In terms of the board's example, a first database is formed with a department table and an employee table for departments and employees with department ID 1 to 5, and a second database is formed with a department table and an employee table for departments and employees with department ID 6 to 10. Each of these databases holds data that is linked through the department ID.
2.6 The appellant did not contest the board's interpretation of claim 1 as set out above.
3. Novelty
3.1 Document D3 relates to a "shared-nothing" parallel database system comprising a master node and multiple slave nodes (paragraphs [0007] and [0034]).
It discloses, with reference to the sample database schema shown in Figure 4, a database partitioning method which, for a given database, horizontally partitions the fact table (the "LINEITEM" table in Figure 4) and one of the dimension tables (the "ORDERS" table in Figure 4) by means of hash partitioning using a common key and distributes the partitions across slave nodes (paragraphs [0007], [0008], [0043] and [0044]).
Paragraph [0043] discloses that the common key is the primary key of the dimension table and a foreign key of the fact table. The dimension table thus corresponds to the "first table" of claim 1, and the fact table to the "second table".
3.2 The board notes that horizontally partitioning a table means partitioning the rows of the table (see document D1, "Partition methods"). Since the partitioning method of document D3 applies the same partitioning criterion to both the fact table and the dimension table, an equal number of partitions is obtained for both tables.
3.3 Hence, the subject-matter of claim 1 lacks novelty over document D3 (Article 54(1) and 54(2) EPC).
Auxiliary request 1
4. Claim 1 of auxiliary request 1 adds to claim 1 of the main request that each of the partition groups is assigned to an independent processor and/or an independent memory.
5. Since the slave nodes of document D3 include a processor and a memory (see Figure 1 and paragraph [0036]), the subject-matter of claim 1 of auxiliary request 1 also lacks novelty over document D3 (Article 54(1) and (2) EPC).
Auxiliary request 2
6. Claim 1 of auxiliary request 2 adds to claim 1 of the main request that the partition groups comprise "indexes, catalogs, and permissions relating to the data in corresponding partition group [sic]".
7. The added features render the subject-matter of claim 1 new over document D3. However, since indexes, catalogs and permissions are commonplace features of relational database systems, it is an obvious choice to include them in the corresponding partitions of the independently operated databases.
Hence, the subject-matter of claim 1 of auxiliary request 2 lacks inventive step over document D3 (Article 56 EPC).
Auxiliary request 3
8. Admission into the appeal proceedings
8.1 The examining division decided not to admit auxiliary request 3 into the proceedings under Rule 137(3) EPC for being late filed and not prima facie allowable. In its statement of grounds of appeal, the appellant did not give any reason why auxiliary request 3 should be admitted into the appeal proceedings.
Hence, in respect of auxiliary request 3, the statement of grounds of appeal does not comply with Article 12(3) RPBA 2020, which requires that the statement of grounds of appeal contains the appellant's complete appeal case and sets out clearly and concisely why it is requested that the decision under appeal be set aside.
The board therefore has the discretion not to admit this request into the appeal proceedings (Article 12(5) RPBA 2020).
8.2 Moreover, according to Article 12(6), first sentence, RPBA 2020, the board may admit a request which was not admitted in the first-instance proceedings only if the decision not to admit the request suffered from an error in the use of discretion or if the circumstances of the appeal case justify its admission.
####
Requests
A - Reproduce verbatim the passage of the appeal decision on database partitioning, starting at "7. The added" and ending at "(Article 56 EPC).".
B - Extend the appeal decision on database partitioning past its final sentence, carrying on in the same style.
####
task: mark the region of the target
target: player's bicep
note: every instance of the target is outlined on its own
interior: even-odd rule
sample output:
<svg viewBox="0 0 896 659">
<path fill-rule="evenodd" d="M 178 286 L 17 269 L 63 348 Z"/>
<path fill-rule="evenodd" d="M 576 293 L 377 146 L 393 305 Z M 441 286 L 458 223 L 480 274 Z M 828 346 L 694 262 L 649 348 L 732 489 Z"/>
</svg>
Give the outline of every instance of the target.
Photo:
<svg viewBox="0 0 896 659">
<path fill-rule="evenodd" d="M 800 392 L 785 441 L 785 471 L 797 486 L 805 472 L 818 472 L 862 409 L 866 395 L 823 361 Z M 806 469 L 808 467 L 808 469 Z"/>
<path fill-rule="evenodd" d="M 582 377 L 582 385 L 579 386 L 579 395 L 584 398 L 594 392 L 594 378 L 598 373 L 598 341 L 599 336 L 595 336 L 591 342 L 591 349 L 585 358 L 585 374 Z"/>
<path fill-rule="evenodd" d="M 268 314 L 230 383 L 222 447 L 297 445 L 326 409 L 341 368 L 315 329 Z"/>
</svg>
####
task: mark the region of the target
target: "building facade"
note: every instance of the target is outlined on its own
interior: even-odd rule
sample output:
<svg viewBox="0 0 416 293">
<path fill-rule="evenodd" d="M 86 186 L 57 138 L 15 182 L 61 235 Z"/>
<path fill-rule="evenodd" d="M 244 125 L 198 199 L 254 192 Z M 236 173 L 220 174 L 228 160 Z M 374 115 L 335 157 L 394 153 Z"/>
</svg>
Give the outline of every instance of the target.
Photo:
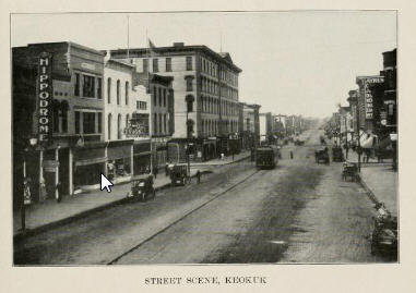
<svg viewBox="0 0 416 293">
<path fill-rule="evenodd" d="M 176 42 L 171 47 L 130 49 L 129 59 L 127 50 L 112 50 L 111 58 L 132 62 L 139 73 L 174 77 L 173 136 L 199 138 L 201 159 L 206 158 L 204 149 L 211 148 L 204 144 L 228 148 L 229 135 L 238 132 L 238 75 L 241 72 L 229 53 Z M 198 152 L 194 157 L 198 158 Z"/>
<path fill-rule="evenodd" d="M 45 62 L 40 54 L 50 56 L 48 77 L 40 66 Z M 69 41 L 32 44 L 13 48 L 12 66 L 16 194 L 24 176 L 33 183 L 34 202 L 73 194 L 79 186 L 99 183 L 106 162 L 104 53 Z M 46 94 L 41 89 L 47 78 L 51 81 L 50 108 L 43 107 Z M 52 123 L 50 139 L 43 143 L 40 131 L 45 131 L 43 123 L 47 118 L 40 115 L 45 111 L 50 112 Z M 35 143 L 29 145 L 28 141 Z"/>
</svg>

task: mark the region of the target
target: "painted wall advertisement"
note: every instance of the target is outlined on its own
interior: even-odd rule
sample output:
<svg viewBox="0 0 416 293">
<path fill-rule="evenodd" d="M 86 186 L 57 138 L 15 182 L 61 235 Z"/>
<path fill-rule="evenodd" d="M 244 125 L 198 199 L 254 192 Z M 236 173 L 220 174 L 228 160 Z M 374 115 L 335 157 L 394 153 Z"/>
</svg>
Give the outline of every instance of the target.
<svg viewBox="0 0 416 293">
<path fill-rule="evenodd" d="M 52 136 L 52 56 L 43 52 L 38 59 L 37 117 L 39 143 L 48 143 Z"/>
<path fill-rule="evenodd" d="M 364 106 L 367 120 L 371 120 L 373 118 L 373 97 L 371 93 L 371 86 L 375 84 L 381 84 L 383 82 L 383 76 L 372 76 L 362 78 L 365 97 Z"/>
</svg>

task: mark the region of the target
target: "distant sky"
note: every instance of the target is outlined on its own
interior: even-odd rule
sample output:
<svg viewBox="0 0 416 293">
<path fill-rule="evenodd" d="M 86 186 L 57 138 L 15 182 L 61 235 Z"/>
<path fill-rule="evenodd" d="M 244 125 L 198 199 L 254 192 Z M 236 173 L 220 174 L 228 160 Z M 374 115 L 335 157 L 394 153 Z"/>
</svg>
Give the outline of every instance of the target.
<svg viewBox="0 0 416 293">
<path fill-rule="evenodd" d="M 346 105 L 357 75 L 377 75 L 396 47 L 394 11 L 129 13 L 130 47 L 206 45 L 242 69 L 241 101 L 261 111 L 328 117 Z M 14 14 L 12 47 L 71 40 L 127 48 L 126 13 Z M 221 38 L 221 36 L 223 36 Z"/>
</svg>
####
Per-task outputs
A -
7. The added features render the subject-matter of claim 1 new over document D3. However, since indexes, catalogs and permissions are commonplace features of relational database systems, it is an obvious choice to include them in the corresponding partitions of the independently operated databases.
Hence, the subject-matter of claim 1 of auxiliary request 2 lacks inventive step over document D3 (Article 56 EPC).

B -
The presence of such an error or such circumstances was not argued by the appellant and is not apparent to the board.
8.3 The board therefore does not admit auxiliary request 3 into the appeal proceedings.
Auxiliary requests 4 and 5
9. Admission into the appeal proceedings
Auxiliary requests 4 and 5 were filed after the notification of the board's summons to oral proceedings and represent reasonable reactions to the novelty and inventive-step objections based on document D3, which were raised for the first time in the board's communication accompanying the summons to oral proceedings. The admission of these requests into the appeal proceedings is therefore justified by an exceptional circumstance, as required by Article 13(2) RPBA 2020.
10. Inventive step
10.1 Claim 1 of auxiliary request 4 is based on claim 1 of auxiliary request 1.
Like claim 1 of auxiliary request 2, it adds that the partition groups comprise "indexes, catalogs, and permissions relating to the data in corresponding partition group".
It further adds features relating to a third database table with a third foreign key identical to the primary key of the first table. This third table is partitioned into a plurality of third partitions based on the third foreign key. The number of third partitions is equal to the number of first and second partitions, and the third partitions are also distributed to the partition groups.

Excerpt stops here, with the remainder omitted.